Object outline annotations

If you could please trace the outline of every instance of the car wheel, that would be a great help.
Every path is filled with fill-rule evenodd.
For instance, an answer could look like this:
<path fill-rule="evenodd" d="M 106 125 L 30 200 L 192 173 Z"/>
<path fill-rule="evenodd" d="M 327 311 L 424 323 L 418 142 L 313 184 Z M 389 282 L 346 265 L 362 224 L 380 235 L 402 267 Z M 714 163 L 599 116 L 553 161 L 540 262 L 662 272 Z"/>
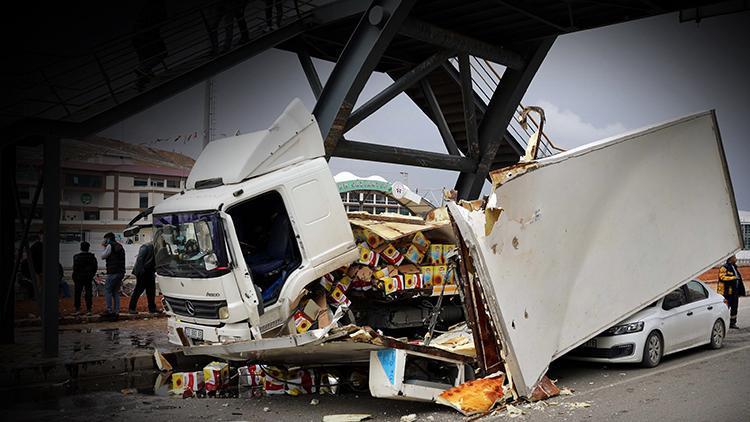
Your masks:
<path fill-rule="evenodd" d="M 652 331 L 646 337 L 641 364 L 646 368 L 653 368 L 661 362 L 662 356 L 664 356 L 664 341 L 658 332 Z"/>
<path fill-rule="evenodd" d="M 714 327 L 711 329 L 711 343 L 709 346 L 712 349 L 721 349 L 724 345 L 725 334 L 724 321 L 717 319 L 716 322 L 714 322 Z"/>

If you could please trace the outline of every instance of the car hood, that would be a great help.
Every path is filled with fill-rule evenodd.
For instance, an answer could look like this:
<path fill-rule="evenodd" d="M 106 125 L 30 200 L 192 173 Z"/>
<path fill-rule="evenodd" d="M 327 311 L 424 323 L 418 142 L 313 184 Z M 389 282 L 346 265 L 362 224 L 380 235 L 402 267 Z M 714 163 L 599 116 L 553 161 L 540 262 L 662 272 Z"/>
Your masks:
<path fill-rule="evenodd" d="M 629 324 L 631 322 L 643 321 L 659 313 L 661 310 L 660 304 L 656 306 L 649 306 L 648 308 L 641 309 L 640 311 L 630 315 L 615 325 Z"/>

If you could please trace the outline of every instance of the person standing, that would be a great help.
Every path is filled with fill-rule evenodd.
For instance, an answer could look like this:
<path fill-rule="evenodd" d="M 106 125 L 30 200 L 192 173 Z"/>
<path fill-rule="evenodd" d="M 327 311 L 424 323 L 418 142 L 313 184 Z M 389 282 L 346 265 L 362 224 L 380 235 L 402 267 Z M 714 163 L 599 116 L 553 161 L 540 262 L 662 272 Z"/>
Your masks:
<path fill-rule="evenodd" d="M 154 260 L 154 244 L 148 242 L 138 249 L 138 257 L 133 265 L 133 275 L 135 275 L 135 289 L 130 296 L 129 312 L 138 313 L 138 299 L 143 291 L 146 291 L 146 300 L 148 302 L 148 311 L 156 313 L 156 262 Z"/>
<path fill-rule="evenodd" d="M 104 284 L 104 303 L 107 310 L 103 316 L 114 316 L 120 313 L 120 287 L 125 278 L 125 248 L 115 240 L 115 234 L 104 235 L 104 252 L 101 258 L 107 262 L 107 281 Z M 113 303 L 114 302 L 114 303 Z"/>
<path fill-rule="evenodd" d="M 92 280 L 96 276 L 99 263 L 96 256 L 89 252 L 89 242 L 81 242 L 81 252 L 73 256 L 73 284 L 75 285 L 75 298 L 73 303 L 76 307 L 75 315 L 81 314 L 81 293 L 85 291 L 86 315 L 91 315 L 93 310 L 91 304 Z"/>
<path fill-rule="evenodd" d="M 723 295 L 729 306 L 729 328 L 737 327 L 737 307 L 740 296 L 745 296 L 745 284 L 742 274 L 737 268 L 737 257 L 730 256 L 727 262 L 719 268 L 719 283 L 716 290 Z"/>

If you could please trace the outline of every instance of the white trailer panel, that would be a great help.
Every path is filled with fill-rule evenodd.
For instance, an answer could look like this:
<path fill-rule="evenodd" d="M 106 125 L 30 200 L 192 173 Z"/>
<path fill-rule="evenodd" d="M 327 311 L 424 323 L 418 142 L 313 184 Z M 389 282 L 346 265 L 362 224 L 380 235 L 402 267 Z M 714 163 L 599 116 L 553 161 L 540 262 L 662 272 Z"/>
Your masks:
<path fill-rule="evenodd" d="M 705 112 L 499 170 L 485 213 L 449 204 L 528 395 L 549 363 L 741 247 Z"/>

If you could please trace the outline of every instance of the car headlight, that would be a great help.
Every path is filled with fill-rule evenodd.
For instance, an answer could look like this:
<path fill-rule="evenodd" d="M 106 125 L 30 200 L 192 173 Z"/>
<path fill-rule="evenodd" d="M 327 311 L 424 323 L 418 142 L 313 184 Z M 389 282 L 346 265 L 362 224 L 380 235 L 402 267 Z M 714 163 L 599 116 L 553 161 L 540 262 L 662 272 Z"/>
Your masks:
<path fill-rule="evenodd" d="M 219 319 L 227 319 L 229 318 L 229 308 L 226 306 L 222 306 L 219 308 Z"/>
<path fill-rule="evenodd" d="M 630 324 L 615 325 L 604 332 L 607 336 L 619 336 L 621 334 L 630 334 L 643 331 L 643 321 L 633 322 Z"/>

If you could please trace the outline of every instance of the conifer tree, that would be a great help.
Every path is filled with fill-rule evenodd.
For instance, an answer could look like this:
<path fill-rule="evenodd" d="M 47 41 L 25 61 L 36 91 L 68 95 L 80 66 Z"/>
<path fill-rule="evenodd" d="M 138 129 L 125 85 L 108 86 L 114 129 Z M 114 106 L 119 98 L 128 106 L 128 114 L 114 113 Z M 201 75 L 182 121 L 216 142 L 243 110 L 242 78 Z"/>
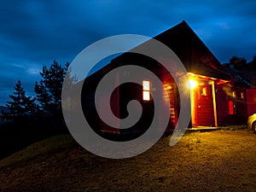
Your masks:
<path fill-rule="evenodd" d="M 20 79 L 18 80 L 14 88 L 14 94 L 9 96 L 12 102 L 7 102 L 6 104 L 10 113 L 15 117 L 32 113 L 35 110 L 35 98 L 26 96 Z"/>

**WHAT IS ASKED:** Reproduce the data starting with the line containing "panel, that would be a great help." and going on through the end of the data, requests included and pictures left out. Multiply every coordinate in the answer outlines by 2.4 and round to whole numbers with halves rounded up, leaving the numbers in the requests and their sample paths as they are.

**SOLUTION FOR THIS EXERCISE:**
If you could please trace the outline of every instance of the white trailer panel, that would be a great help.
Every path is filled with fill-rule evenodd.
For instance, an answer could look like this:
<path fill-rule="evenodd" d="M 106 125 L 30 200 L 192 173 Z"/>
<path fill-rule="evenodd" d="M 327 311 L 424 323 L 418 142 L 313 184 Z M 389 282 L 346 265 L 362 224 L 380 235 L 402 267 Z M 714 163 L 599 116 L 553 161 L 540 262 L 662 272 Z"/>
Your masks:
<path fill-rule="evenodd" d="M 1692 269 L 1198 408 L 1164 511 L 1078 490 L 1267 948 L 1318 871 L 1778 593 Z"/>

If you could please trace the outline of every instance of the car headlight, that would be a great help.
Every path is filled with fill-rule evenodd.
For instance, an answer could look like this:
<path fill-rule="evenodd" d="M 106 125 L 30 200 L 192 173 Z"/>
<path fill-rule="evenodd" d="M 327 311 L 424 323 L 418 142 L 313 184 Z M 389 282 L 346 265 L 362 224 L 380 235 L 402 267 Z M 714 163 L 599 116 L 553 161 L 540 262 L 662 272 Z"/>
Your masks:
<path fill-rule="evenodd" d="M 526 766 L 545 766 L 550 763 L 550 739 L 542 734 L 533 734 L 526 739 Z"/>
<path fill-rule="evenodd" d="M 1512 778 L 1476 780 L 1450 797 L 1457 806 L 1486 806 L 1490 802 L 1512 802 L 1543 794 L 1543 770 L 1519 773 Z"/>

If you could please trace the outline of every instance of the conifer tree, that would be a great help.
Every path is filled with fill-rule evenodd.
For instance, an answer could look like this:
<path fill-rule="evenodd" d="M 47 41 L 25 61 L 36 91 L 68 95 L 80 66 Z"/>
<path fill-rule="evenodd" d="M 138 129 L 125 85 L 108 86 L 114 129 Z M 114 106 L 119 98 L 128 106 L 128 114 L 114 113 Z M 201 75 L 182 121 L 216 142 L 243 110 L 242 78 Z"/>
Your masks:
<path fill-rule="evenodd" d="M 48 190 L 43 192 L 34 211 L 34 226 L 22 230 L 29 245 L 17 245 L 14 250 L 24 271 L 36 281 L 77 271 L 84 264 L 84 235 L 62 230 Z"/>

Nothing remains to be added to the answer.